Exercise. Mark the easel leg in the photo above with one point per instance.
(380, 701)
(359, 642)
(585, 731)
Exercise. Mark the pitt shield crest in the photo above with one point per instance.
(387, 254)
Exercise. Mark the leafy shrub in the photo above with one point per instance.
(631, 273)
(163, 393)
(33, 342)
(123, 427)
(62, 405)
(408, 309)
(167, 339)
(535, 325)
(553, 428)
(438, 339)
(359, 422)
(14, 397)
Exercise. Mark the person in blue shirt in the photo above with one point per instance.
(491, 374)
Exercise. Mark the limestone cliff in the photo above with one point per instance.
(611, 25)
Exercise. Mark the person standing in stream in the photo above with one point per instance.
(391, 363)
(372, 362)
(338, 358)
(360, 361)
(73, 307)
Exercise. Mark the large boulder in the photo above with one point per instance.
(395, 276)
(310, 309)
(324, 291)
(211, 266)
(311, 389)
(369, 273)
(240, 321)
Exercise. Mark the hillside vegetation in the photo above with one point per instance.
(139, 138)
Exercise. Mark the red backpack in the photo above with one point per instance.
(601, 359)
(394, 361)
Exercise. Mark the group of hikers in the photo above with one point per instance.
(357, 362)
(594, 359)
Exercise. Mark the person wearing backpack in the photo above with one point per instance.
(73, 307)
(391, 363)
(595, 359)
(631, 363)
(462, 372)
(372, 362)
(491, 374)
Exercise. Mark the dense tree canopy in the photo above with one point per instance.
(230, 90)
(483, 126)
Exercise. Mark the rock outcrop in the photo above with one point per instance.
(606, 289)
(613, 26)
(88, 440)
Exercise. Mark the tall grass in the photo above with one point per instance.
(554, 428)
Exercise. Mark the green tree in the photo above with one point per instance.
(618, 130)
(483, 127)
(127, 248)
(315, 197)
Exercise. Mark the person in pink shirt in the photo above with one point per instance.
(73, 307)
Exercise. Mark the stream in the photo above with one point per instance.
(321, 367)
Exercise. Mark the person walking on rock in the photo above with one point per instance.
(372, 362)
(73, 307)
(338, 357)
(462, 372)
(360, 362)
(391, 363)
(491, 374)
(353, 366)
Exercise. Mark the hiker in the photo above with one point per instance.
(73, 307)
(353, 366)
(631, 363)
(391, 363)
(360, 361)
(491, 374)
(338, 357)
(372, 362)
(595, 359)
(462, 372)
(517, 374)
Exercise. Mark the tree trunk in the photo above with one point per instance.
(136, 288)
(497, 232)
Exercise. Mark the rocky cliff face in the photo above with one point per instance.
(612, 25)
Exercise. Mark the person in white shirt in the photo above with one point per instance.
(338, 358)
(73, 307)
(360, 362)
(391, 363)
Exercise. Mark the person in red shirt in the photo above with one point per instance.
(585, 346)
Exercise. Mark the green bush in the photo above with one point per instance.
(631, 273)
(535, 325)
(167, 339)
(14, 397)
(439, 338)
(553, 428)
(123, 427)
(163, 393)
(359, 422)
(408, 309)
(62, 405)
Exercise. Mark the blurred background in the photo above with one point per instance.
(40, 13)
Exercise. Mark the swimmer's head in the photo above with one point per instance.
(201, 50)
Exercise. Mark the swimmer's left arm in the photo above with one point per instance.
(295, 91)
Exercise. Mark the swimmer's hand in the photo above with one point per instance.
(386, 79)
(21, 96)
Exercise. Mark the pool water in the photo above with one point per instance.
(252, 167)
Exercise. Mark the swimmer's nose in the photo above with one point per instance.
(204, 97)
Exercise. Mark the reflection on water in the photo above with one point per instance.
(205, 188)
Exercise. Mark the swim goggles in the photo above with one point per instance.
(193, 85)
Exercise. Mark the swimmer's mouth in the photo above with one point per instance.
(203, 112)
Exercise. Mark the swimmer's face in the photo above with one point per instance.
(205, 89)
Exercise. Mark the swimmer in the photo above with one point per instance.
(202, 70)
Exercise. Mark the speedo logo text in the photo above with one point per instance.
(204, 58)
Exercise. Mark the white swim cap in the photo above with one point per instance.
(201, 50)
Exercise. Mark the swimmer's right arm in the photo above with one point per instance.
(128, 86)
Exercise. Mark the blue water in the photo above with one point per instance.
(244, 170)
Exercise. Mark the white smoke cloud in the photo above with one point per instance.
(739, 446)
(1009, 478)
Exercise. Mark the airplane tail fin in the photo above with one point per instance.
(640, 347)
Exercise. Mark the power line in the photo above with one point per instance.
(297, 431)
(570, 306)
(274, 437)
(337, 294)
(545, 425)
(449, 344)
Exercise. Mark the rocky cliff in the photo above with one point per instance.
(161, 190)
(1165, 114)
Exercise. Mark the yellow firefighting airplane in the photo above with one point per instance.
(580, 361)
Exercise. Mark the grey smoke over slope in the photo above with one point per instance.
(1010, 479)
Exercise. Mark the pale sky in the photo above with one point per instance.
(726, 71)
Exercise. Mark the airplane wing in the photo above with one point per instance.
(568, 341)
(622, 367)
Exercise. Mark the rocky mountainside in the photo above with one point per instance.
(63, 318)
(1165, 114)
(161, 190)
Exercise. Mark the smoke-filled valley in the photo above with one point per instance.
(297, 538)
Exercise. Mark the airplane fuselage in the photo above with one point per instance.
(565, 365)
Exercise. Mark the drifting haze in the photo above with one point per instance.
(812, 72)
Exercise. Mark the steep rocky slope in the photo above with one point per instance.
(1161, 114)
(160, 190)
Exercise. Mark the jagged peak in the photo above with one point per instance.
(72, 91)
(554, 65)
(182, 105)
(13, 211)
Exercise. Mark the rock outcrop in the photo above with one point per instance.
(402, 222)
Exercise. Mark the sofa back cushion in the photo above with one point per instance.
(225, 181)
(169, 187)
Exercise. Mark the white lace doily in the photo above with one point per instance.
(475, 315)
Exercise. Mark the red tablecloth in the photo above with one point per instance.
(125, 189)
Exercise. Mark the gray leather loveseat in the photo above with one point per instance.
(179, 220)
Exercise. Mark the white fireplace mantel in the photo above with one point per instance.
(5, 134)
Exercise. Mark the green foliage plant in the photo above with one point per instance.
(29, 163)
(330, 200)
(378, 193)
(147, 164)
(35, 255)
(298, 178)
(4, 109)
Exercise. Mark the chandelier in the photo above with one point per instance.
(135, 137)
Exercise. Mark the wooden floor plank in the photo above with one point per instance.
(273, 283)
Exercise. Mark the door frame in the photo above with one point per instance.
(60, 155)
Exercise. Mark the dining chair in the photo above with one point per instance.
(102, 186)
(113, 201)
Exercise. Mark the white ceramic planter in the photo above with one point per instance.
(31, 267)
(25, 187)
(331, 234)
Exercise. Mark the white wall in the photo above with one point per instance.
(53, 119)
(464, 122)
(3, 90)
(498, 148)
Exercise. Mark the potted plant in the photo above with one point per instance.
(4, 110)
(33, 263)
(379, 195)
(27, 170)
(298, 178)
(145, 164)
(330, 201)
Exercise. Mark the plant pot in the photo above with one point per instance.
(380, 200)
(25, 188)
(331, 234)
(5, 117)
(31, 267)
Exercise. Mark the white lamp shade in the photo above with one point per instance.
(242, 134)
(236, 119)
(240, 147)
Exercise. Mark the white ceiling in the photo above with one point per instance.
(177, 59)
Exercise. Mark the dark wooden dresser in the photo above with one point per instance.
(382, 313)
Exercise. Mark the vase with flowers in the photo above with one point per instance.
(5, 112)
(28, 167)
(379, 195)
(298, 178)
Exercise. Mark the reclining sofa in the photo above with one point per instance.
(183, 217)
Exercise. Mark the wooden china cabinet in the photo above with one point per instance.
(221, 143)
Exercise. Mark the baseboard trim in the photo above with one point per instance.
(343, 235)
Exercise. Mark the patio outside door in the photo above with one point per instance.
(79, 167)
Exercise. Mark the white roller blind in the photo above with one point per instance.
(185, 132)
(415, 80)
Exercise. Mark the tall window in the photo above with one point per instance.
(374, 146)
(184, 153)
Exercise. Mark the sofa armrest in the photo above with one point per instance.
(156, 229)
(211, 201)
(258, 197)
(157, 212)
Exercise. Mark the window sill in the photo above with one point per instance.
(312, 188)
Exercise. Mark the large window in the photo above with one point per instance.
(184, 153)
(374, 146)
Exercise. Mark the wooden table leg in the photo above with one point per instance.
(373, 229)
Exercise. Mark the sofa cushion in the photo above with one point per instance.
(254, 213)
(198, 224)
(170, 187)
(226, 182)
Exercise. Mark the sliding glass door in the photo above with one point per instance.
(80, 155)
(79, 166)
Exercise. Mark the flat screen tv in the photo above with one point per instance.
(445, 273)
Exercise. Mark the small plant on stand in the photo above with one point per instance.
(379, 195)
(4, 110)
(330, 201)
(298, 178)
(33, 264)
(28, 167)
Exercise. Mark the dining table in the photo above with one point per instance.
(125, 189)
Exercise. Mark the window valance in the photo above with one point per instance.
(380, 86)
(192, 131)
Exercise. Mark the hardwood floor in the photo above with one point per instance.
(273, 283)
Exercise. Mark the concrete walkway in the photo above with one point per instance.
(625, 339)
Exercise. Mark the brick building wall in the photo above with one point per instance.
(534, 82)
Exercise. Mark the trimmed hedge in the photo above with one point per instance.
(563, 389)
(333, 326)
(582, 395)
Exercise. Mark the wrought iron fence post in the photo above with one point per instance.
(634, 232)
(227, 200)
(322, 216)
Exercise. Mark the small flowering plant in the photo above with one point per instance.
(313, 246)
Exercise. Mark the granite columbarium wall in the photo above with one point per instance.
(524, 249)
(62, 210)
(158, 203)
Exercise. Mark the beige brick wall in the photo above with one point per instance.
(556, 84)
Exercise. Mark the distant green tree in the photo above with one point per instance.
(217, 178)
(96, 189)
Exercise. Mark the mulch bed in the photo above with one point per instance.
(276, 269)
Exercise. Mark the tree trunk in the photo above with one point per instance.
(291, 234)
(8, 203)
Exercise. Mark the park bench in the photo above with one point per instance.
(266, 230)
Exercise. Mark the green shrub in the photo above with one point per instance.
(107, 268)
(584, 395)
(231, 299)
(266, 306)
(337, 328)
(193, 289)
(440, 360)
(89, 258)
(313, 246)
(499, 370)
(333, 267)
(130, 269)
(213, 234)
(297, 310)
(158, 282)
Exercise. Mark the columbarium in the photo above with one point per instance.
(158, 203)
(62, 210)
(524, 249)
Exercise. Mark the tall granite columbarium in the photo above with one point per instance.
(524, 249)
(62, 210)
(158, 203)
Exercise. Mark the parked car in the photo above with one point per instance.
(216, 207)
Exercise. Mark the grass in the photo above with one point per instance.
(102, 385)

═══

* **EXERCISE DESCRIPTION**: What is needed is an exact copy of the lines from the one containing "Exercise. Mark the columbarium" through the last line of the records above, both included.

* **TASK ANSWER**:
Exercise. Mark the columbarium in the photo above with one point per instance.
(158, 203)
(62, 210)
(524, 249)
Exercise. Mark the tall granite columbarium in the photo above with one point per instance.
(524, 249)
(62, 210)
(158, 203)
Exercise. Mark the parked car in the photo above with one point per instance.
(216, 207)
Exercise. Mark the grass in the photo above with one point per instance.
(102, 385)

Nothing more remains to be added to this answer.